╭─ Provided entries

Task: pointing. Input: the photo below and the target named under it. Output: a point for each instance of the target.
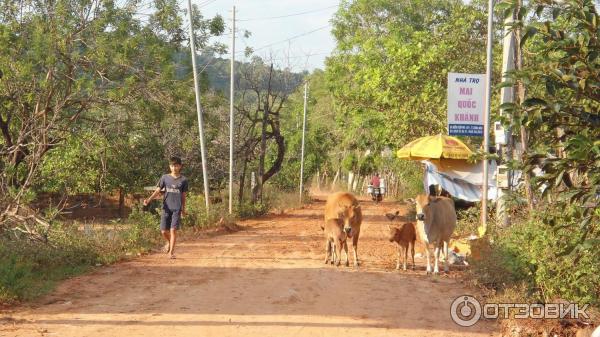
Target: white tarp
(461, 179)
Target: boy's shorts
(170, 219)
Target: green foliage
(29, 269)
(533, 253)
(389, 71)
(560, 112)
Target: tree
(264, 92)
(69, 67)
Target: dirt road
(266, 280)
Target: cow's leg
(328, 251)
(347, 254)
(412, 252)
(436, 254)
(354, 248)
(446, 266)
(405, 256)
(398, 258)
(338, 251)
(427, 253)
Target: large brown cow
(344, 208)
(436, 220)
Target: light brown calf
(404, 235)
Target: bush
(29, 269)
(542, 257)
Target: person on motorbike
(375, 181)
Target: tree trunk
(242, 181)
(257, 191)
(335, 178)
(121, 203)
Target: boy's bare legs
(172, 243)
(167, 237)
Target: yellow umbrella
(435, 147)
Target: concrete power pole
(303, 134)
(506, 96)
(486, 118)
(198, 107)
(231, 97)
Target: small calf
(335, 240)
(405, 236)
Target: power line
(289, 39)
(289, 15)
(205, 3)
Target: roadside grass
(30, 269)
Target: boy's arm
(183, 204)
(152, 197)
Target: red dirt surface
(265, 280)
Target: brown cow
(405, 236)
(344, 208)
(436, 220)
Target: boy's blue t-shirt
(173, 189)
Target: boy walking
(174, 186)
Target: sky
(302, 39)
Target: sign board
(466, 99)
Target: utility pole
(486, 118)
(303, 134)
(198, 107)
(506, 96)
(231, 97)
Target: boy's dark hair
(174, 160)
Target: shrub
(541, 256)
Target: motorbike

╰─

- Task to complete -
Change every occurrence of "calf" to "young cow" throughout the items and reproduce them with nothing else altered. Omit the pictures from your answer.

- Output for this exercise -
Task: pointing. Input: the photo below and the target named under it. Output: a point for each instance of the target.
Target: white tarp
(461, 179)
Target: boy's shorts
(170, 219)
Target: green foliage
(29, 269)
(533, 253)
(389, 71)
(560, 112)
Target: tree
(264, 92)
(69, 67)
Target: dirt road
(266, 280)
Target: cow's leg
(328, 251)
(347, 254)
(412, 252)
(436, 254)
(354, 248)
(446, 266)
(405, 256)
(398, 258)
(338, 251)
(427, 253)
Target: large brown cow
(344, 208)
(436, 220)
Target: light brown young cow
(404, 235)
Target: bush
(29, 269)
(542, 257)
Target: person on motorbike
(375, 181)
Target: tree trunk
(242, 181)
(257, 191)
(335, 178)
(121, 203)
Target: boy's bare legs
(172, 243)
(167, 237)
Target: yellow umbrella
(435, 147)
Target: concrete power pole
(303, 134)
(506, 96)
(486, 118)
(198, 107)
(231, 97)
Target: small young cow
(335, 240)
(405, 236)
Target: power line
(289, 39)
(289, 15)
(205, 3)
Target: roadside grass
(30, 269)
Target: boy's arm
(183, 204)
(152, 197)
Target: red dirt surface
(265, 280)
Target: brown cow
(405, 236)
(344, 208)
(436, 220)
Target: boy's blue t-shirt
(173, 189)
Target: boy walking
(174, 186)
Target: sky
(302, 39)
Target: sign board
(466, 99)
Target: utility pole
(486, 118)
(303, 134)
(198, 107)
(506, 96)
(231, 97)
Target: boy's dark hair
(174, 160)
Target: shrub
(541, 256)
Target: motorbike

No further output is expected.